Task inputs →
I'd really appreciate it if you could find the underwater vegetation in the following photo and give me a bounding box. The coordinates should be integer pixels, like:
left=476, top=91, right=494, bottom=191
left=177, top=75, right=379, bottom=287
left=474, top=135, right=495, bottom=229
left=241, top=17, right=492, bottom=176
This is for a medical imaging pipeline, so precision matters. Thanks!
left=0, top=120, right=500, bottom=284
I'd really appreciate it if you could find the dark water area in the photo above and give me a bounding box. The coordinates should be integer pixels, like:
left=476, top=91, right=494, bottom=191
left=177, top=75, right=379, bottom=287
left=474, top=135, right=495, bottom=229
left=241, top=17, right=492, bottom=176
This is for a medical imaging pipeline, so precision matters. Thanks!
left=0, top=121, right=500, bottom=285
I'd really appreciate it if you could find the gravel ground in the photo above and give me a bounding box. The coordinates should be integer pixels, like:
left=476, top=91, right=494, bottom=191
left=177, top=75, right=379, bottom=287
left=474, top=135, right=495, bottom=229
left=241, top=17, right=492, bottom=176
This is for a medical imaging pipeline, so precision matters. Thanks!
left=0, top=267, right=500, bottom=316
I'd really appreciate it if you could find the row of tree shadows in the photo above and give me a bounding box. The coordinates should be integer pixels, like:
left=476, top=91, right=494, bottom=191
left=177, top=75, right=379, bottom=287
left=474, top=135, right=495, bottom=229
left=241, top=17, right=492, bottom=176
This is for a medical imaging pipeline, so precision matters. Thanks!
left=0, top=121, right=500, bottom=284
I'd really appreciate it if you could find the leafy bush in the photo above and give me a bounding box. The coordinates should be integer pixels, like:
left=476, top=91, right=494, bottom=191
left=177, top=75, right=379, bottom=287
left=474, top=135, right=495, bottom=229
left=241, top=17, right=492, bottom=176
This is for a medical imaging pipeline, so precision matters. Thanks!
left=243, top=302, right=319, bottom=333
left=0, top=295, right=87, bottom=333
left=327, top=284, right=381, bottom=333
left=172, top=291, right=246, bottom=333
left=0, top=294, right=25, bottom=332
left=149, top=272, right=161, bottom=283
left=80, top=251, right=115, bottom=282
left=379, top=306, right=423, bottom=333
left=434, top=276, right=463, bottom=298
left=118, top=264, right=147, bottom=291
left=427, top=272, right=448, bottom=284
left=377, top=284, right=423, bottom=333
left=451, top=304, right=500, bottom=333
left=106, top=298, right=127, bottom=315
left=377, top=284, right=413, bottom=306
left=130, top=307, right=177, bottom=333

Written exercise → Reproduce each item above word for word, from first to last.

Complete answer →
I'd really appreciate it if you could find the underwater vegetation in the following photo and give me a bounding box. The coordinates should be integer pixels, like:
left=476, top=91, right=494, bottom=191
left=177, top=75, right=379, bottom=287
left=474, top=135, right=495, bottom=229
left=241, top=17, right=492, bottom=176
This is for a medical imaging pipeline, so precision matters. Thanks!
left=0, top=120, right=500, bottom=284
I'd really appreciate it if you could find the dark water area in the photo above and give me a bounding box. The coordinates should be integer pixels, like:
left=476, top=91, right=494, bottom=191
left=177, top=75, right=379, bottom=287
left=474, top=135, right=495, bottom=229
left=241, top=17, right=492, bottom=176
This is for a medical imaging pipeline, so precision matters. Thanks!
left=0, top=121, right=500, bottom=285
I'd really appreciate it if you could find the gravel ground in the photo above and give me a bounding box. The coordinates should be integer pixels, like:
left=476, top=91, right=494, bottom=191
left=177, top=75, right=379, bottom=287
left=474, top=135, right=495, bottom=229
left=241, top=17, right=492, bottom=176
This is for a medical imaging pipeline, so precision matters. Thanks!
left=0, top=267, right=500, bottom=316
I'd really appreciate it if you could find the row of tree shadows in the photo above and give me a bounding box. The coordinates should be integer pixels, like:
left=476, top=91, right=494, bottom=191
left=177, top=75, right=379, bottom=287
left=474, top=135, right=495, bottom=229
left=241, top=17, right=492, bottom=176
This is for a medical imaging pipeline, so precision matters. Thanks!
left=0, top=121, right=500, bottom=284
I'd really appreciate it if you could find the leafy bush in the photo above and give me a bounding box. The coordinates should be integer pixels, like:
left=476, top=91, right=494, bottom=191
left=177, top=75, right=379, bottom=287
left=474, top=135, right=495, bottom=229
left=241, top=17, right=492, bottom=176
This is for a medical imaging pipeline, so precision matters. Thanks!
left=243, top=302, right=319, bottom=333
left=0, top=295, right=87, bottom=333
left=327, top=284, right=381, bottom=333
left=172, top=291, right=246, bottom=333
left=0, top=294, right=25, bottom=332
left=149, top=272, right=161, bottom=283
left=80, top=251, right=115, bottom=282
left=379, top=306, right=423, bottom=333
left=434, top=276, right=463, bottom=298
left=118, top=264, right=147, bottom=291
left=427, top=272, right=448, bottom=284
left=377, top=284, right=423, bottom=333
left=451, top=304, right=500, bottom=333
left=106, top=298, right=127, bottom=315
left=377, top=284, right=413, bottom=306
left=130, top=307, right=177, bottom=333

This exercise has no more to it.